[Records shown]
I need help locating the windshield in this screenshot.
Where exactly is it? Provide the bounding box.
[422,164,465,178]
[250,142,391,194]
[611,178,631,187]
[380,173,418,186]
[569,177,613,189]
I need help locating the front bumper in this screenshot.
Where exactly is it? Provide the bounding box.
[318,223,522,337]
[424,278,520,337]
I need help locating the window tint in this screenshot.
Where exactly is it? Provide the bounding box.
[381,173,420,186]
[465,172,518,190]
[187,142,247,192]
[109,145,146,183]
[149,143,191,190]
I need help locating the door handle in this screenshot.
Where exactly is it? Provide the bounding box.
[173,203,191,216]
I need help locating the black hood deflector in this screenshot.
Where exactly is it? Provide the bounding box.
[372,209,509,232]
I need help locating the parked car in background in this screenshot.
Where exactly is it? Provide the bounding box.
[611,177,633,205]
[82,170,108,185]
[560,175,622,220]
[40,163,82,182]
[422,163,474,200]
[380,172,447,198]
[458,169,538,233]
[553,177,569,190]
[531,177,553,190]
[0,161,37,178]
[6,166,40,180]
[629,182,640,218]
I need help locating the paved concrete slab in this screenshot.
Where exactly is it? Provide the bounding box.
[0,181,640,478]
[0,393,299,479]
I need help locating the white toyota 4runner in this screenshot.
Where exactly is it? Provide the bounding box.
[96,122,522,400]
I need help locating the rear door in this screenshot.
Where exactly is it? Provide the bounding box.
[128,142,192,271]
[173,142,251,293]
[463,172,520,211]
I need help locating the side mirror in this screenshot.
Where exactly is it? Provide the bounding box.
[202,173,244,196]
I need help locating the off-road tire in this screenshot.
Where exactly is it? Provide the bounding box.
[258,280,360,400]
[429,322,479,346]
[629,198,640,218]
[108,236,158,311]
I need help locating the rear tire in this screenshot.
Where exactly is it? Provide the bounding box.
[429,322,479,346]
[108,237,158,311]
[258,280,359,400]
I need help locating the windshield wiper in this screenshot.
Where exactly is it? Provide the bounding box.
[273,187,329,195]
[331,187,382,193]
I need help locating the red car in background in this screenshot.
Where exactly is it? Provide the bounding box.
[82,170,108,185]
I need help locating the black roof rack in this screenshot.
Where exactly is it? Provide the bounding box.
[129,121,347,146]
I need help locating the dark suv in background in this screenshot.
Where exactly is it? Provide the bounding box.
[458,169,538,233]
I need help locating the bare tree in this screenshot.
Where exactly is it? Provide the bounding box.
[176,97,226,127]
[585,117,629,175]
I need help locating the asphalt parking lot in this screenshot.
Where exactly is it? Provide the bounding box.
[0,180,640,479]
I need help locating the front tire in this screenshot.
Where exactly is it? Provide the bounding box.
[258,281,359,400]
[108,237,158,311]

[Written task]
Please pull every line of the data above and reproduce each one word for word, in the same order.

[In response]
I need help locating the windshield in this screenshot.
Where exactly is it? Provide the bounding box.
[422,164,465,178]
[250,142,391,194]
[611,178,631,187]
[380,173,418,186]
[569,177,613,189]
I need help locating the front bumper in this screenshot.
Where exactly is it? Provide the bounding box.
[318,223,522,337]
[424,278,520,337]
I need help locating the window tint in this screenshot.
Where exactly is it? Provide the bounding box.
[381,173,420,186]
[465,172,518,190]
[187,142,247,192]
[109,145,146,183]
[149,143,191,190]
I need help locating the door handle in this screenshot.
Where exactly is it? Provide the bounding box.
[173,203,191,216]
I need help locating the black hood deflector in this screenshot.
Where exactly is it? Provide the bounding box.
[372,209,509,232]
I need help locating the parked car in background in this screenshot.
Where exactly is it? Provide the bounding box.
[611,177,633,205]
[82,170,108,185]
[560,175,622,220]
[40,163,82,182]
[422,163,474,200]
[380,172,447,198]
[458,169,538,233]
[553,177,569,190]
[531,177,553,190]
[0,161,37,178]
[6,166,40,180]
[629,182,640,218]
I need help locating the paved concrete slab in this screenshot.
Where exactly is it? Provide the bounding box.
[0,181,640,478]
[0,393,299,479]
I need help locating the white toyota 4runner in this screenshot.
Where exactly is it? Provide the bounding box.
[96,122,522,400]
I need help locating the rear door in this screenshot.
Where exactly is it? Provide the bounding box.
[128,142,192,271]
[173,142,251,293]
[463,172,520,211]
I need help locating the side mirror in this screenshot.
Where exactly is it? Provide the bounding box.
[202,173,244,196]
I need help locating the off-road tire in this screenshot.
Where exactly is it? Provide the bounding box.
[258,280,360,400]
[429,322,479,346]
[629,198,640,218]
[108,236,158,311]
I need help locating the rear tire in this screenshot.
Where exactly is it? Provide the bounding box.
[429,322,479,346]
[108,237,158,311]
[258,280,359,400]
I need help locating the windshield wiper in this screenshot.
Where exactly is it? Provide the bounding box.
[273,187,329,195]
[331,187,382,193]
I need help locating the red car in background in this screenshot.
Where exactly is it? Provide the bounding box.
[82,170,108,185]
I need help locating the black roof rack in this screenshot.
Where exactly is it? Provide the bounding box.
[129,121,347,146]
I need help locating the dark suv in background in this screenshot.
Where exactly is it? Provide the bounding box.
[458,169,538,233]
I need help locating the bare tree in this screenshot.
Where exactly is it? Provide the bounding box.
[176,97,226,127]
[585,117,629,175]
I need help locating the asphalt parking lot in this screenshot.
Where exactly is it? Provide the bounding box.
[0,180,640,479]
I need help locating the front tire in this screenshot.
Where exactly is it? Provide the bounding box.
[258,281,359,400]
[108,237,158,311]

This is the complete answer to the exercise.